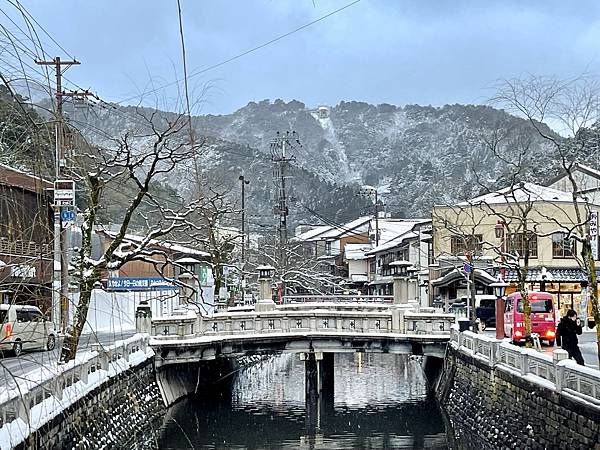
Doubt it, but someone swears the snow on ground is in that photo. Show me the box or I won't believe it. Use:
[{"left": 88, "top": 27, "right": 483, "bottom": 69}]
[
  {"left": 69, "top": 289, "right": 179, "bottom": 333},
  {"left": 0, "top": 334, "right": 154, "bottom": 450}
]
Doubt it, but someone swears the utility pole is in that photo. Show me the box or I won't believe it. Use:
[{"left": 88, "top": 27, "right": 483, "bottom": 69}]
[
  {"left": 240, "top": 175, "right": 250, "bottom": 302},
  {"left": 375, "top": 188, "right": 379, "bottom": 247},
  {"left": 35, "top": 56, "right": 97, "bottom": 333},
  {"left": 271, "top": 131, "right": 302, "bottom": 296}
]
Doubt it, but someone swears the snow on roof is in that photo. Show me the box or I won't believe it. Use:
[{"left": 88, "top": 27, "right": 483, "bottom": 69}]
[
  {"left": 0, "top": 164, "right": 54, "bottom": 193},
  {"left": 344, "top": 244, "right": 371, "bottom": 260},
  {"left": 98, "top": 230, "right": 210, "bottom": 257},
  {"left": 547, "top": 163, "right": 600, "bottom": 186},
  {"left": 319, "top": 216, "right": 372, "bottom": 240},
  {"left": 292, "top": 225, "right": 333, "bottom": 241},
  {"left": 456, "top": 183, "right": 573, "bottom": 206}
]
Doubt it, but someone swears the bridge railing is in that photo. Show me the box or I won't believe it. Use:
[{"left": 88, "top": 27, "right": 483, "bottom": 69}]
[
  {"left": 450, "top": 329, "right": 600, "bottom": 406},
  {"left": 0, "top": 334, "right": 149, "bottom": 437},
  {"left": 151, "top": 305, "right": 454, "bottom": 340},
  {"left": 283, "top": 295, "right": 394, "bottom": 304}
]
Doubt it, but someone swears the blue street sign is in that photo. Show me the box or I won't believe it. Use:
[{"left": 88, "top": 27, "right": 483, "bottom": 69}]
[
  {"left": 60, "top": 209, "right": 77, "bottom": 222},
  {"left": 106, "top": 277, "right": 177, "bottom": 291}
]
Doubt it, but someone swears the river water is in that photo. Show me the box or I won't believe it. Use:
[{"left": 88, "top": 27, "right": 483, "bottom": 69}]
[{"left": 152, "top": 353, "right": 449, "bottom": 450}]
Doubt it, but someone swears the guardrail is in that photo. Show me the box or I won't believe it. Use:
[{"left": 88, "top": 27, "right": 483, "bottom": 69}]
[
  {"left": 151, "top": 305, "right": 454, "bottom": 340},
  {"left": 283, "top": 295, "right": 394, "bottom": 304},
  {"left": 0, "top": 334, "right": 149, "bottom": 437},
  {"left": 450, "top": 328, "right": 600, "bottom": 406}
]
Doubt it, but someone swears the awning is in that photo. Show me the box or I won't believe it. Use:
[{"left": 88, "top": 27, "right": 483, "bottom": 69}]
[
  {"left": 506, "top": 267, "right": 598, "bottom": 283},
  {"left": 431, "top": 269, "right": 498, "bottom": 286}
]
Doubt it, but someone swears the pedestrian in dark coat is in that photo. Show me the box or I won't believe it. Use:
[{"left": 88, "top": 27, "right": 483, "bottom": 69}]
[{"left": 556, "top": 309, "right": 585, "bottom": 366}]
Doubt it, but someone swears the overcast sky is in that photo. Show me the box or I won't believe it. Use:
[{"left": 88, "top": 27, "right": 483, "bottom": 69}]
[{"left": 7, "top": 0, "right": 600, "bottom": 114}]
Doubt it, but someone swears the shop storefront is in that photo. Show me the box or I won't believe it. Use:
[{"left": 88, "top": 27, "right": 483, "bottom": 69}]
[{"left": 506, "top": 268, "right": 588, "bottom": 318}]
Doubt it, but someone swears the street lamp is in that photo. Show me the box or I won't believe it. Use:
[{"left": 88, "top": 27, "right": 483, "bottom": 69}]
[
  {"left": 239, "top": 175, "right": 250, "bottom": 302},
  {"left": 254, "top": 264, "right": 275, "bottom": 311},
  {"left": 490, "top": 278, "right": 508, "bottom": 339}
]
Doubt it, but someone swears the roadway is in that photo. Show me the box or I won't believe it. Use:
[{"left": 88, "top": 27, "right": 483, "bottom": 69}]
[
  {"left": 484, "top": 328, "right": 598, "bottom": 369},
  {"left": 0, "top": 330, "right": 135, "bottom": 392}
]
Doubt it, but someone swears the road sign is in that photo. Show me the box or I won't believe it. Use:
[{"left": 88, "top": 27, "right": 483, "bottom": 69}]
+ + + + +
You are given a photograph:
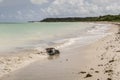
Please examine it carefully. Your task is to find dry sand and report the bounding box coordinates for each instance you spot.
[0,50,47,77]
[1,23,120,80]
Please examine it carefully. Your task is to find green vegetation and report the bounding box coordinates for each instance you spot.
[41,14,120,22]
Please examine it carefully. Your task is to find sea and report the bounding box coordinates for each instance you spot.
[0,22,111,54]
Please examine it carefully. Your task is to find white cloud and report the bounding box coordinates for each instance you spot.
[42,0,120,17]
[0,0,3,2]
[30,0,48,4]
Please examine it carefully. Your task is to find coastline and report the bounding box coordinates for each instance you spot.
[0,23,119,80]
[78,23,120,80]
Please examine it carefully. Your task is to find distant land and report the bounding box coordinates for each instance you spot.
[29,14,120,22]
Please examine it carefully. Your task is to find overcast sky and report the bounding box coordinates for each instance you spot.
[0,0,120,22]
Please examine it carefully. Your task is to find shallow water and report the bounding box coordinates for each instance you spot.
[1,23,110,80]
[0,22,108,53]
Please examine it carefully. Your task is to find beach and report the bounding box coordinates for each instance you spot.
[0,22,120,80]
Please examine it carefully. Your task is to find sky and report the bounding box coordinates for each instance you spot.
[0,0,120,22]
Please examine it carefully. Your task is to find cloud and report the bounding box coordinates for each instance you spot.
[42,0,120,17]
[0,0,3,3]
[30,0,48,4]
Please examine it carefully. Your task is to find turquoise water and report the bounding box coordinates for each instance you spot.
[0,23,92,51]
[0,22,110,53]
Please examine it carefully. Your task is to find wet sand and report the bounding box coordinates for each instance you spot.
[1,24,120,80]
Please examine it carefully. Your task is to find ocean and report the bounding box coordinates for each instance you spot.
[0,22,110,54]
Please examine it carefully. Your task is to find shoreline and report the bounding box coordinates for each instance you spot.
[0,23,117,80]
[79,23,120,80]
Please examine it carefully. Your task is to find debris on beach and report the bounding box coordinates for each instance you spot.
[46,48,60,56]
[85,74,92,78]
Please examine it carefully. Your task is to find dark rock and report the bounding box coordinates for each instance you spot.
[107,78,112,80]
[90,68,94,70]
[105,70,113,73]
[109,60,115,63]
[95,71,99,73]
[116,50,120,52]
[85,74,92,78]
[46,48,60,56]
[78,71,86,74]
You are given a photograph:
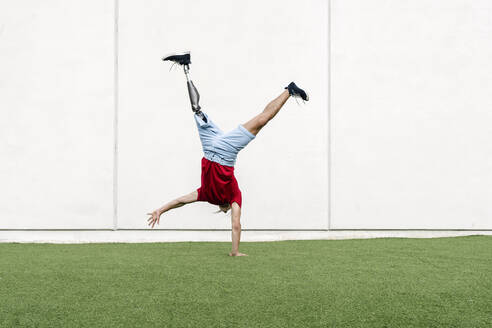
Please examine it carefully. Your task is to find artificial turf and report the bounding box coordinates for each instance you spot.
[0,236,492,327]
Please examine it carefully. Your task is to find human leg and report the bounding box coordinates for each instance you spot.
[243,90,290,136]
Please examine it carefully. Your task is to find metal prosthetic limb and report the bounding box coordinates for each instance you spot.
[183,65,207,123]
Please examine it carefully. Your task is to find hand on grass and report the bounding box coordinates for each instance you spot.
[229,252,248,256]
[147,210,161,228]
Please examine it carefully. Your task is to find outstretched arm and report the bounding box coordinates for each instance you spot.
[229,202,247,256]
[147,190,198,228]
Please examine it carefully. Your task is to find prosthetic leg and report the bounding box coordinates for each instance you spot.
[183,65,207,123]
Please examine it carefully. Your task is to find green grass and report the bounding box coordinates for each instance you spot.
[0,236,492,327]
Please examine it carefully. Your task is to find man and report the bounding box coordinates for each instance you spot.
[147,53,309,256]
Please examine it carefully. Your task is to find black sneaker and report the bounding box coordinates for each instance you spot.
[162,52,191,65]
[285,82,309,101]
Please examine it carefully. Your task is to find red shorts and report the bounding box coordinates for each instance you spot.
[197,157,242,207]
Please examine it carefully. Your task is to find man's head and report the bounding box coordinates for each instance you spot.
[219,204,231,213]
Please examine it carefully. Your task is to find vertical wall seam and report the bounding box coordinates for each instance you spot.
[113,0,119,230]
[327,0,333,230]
+ + + + +
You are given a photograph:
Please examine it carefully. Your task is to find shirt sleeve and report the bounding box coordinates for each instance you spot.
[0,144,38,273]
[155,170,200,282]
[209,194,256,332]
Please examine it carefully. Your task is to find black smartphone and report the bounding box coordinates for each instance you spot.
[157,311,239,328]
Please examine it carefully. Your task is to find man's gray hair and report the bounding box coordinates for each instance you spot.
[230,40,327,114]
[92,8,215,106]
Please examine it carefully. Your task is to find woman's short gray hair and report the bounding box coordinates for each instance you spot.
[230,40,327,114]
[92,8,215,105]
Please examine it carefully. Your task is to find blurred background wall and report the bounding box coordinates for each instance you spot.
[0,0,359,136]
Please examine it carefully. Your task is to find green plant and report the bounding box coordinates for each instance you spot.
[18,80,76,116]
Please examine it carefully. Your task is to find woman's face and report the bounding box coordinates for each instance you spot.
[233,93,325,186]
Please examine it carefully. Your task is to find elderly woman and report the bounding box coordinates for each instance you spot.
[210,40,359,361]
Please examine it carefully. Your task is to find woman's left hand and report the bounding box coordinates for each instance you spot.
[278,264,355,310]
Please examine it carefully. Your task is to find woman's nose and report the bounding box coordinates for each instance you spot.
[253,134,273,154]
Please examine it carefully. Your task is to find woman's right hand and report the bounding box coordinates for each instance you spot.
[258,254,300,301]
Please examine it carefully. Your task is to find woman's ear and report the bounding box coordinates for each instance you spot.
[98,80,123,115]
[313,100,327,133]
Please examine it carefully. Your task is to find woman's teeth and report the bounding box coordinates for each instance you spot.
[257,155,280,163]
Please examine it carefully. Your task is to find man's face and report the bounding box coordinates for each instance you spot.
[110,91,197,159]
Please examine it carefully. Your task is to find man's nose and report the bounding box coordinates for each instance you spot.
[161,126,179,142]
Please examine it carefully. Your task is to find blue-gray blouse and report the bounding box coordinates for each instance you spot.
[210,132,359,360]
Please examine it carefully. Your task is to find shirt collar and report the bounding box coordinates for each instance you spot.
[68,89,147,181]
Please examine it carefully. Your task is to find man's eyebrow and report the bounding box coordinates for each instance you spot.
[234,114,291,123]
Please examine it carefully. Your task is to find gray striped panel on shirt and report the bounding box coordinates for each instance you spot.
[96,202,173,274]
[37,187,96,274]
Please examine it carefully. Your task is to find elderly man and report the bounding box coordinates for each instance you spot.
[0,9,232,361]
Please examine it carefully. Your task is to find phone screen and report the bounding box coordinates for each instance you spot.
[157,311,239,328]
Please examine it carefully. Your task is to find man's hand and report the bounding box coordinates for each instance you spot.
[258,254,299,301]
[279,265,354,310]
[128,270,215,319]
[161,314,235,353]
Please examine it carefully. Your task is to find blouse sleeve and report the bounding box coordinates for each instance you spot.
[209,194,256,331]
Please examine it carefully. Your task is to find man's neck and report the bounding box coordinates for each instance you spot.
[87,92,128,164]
+ + + + +
JOB
Can you rewrite every line from the one containing "Please examine it carefully. Your task is to find elderly man" through the one containing "[87,92,128,164]", both included, raising each bounding box coordinate in the answers by 14 and leaving all other text unchanged?

RIGHT ANSWER
Please examine it carefully. Your task is to find elderly man and report the bounding box coordinates for each instance you spot.
[14,23,246,375]
Please examine it carefully. Your task is to find phone screen and report the bounding box coordinates for each instance you spot.
[171,325,253,342]
Please examine it carefully. Your task is to find man's hand and report the bounding box coordinates for each instance you spot.
[272,268,313,315]
[293,279,368,324]
[142,284,229,333]
[175,328,249,367]
Please examine it carefully. Your task is to find blouse sleeve and report the bounding box coordinates for each instance you spot.
[223,208,270,345]
Please examine it carefully. Your task is to find man's neck and report the bounding box coordinates for each instance you spot.
[101,106,142,178]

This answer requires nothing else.